▸ **TASK STATEMENT**:
Quote all of the data that follows exactly as written, skipping the images.

DATA TO EXAMINE: Begin

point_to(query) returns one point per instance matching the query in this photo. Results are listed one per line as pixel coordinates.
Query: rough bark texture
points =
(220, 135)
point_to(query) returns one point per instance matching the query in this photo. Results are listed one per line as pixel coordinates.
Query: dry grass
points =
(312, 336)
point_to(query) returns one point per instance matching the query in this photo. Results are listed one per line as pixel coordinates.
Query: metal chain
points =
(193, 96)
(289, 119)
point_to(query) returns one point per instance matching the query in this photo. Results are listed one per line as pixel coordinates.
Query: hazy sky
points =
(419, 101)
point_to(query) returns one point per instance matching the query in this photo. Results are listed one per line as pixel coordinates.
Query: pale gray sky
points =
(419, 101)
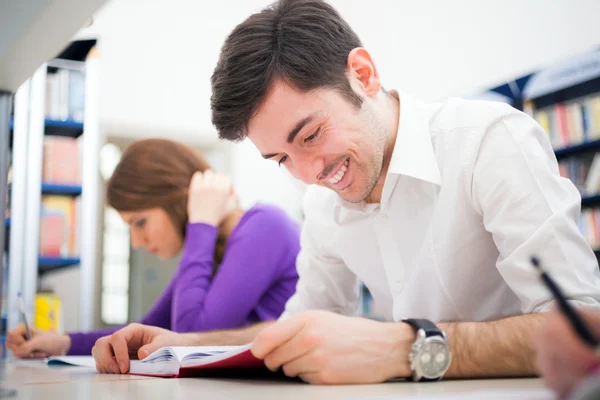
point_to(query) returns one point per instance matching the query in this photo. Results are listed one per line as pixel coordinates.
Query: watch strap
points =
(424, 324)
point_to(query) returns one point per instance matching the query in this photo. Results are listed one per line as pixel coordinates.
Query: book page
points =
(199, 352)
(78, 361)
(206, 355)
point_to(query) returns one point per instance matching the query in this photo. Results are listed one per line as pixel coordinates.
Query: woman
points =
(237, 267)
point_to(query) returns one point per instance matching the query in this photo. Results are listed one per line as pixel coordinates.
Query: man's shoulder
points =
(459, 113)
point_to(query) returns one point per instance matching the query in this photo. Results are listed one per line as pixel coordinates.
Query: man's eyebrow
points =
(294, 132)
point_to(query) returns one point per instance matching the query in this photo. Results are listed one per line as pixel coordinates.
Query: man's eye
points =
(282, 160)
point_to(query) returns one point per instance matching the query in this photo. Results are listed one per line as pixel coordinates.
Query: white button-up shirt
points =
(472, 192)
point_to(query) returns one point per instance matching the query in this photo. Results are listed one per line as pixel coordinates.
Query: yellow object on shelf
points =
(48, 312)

DATA TO EXAMINE: End

▸ **SOLUTION TO THIS TASK**:
point_to(query) returns one point per instance matching the query in this photo. Results are listed one per line as pixel coordinates.
Query: rough bark texture
points =
(220, 135)
point_to(query) returns one point per instance matching the query in this photo. Results are listed one per line as pixel coordinates.
Query: dry grass
points =
(312, 336)
point_to(query) returns one point per instance matching the query in this photo. Results are listed one per line as pixel coordinates.
Query: metal chain
points =
(193, 96)
(289, 119)
point_to(query) returns one point per instance matching the query in this photo. Results are listed one per line as pixel coordinates.
Query: hazy sky
points =
(419, 101)
point_to(query) returns one point per instance matching the query in this photo. Results are listed one per line as pixel coordinates.
Query: pale gray sky
points =
(419, 101)
point_to(query) returns one point per instance matching the query in this photo. Results are listed one per line as pixel coordinates.
Query: watch strap
points =
(424, 324)
point_to(query) returns one point per instance matching the query in this photo. Results are listed one per line as pixel coordinates.
Query: book page
points =
(199, 352)
(78, 361)
(206, 355)
point_to(query) returns one point per instance matching the query in this photo. Results are listed one per line as pixel coordinates.
Query: woman
points =
(237, 267)
point_to(query) returns one point per instance matching the query in this photo. Results are listed one per line as pixel coordinates.
Query: man's shoulder
points =
(459, 113)
point_to(query) returns one point per instance matching the query in this photo. Results are listed one per line as pixel coordinates.
Query: man's eyebrow
points =
(294, 132)
point_to(query) returns one point per instance matching the query in this photo. Results are listed one per line as pixel coordinates.
Query: man's eye
points =
(282, 160)
point_to(query) returns one point per instance matching the query in this photo. Results are listed one per line as pixel coordinates.
Query: white button-up shirt
points =
(472, 192)
point_to(query) returns one point per instance matching the query in this photo. Results are listed one per line as pixel coordinates.
Query: yellow object on shelf
points =
(48, 312)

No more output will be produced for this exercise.